- **Raw data**
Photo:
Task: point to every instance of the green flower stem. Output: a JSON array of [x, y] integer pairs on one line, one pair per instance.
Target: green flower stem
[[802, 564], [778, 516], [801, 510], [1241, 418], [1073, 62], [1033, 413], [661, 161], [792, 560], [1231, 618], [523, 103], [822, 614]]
...
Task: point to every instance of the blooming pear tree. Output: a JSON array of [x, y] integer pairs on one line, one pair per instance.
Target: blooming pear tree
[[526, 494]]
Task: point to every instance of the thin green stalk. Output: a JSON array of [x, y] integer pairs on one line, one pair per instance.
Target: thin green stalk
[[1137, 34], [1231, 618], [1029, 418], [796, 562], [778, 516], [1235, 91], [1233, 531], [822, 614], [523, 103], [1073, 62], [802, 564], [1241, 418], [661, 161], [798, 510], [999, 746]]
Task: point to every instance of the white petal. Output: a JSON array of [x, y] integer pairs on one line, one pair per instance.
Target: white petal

- **Work instruction**
A single number is the whole answer here: the number of lines in the data that include "petal".

- **Exercise output**
2